Кабинет
Андрей Ранчин

К великим в ряд

(И. А. Бродский: pro et contra)

И. А. Бродский: pro et contra. Антология. Составители О. В. Богданова,  А. Г. Степанов; предисловие А.Г. Степанова. СПб., РХГА, 2022, 876 стр. Тираж 400 экз. (Серия «Русский путь»).

 

Издание литературно-критических и филологических текстов о Бродском в сборнике из серии «Русский путь» с подзаголовком «Pro et contra» — признание поэта несомненным классиком. Таким образом автор «Части речи» и «Урании» оказывается в одном ряду с Пушкиным, Лермонтовым, Блоком,  Ахматовой, книги о которых были прежде напечатаны в этой серии. Замечательному литературоведу Михаилу Гаспарову принадлежит такая мысль: для того, чтобы писатель воспринимался как классик, необходима дистанция примерно в сто лет[1]. Ста лет не прошло еще даже с рождения Бродского, но его статус классика едва ли можно оспорить.

——

- **ВАШЕ ЗАДАНИЕ**:
Ответьте на вопросы по отрывку.
1. Кто составил антологию «И. А. Бродский: pro et contra»?
2. Каким тиражом вышла антология?
3. Какая дистанция, по мысли Михаила Гаспарова, нужна, чтобы писатель воспринимался как классик?

——

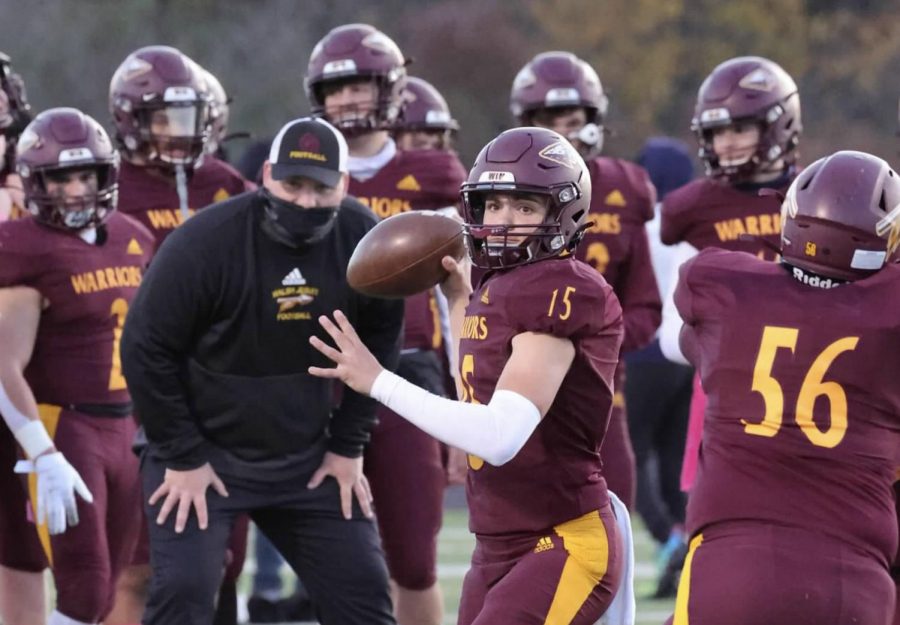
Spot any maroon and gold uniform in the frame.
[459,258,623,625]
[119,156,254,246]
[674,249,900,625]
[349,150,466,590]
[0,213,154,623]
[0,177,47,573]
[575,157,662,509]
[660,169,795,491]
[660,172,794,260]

——

- **ОТВЕТ К ЗАДАНИЮ**:
1. О. В. Богданова и А. Г. Степанов.
2. 400 экземпляров.
3. Примерно сто лет.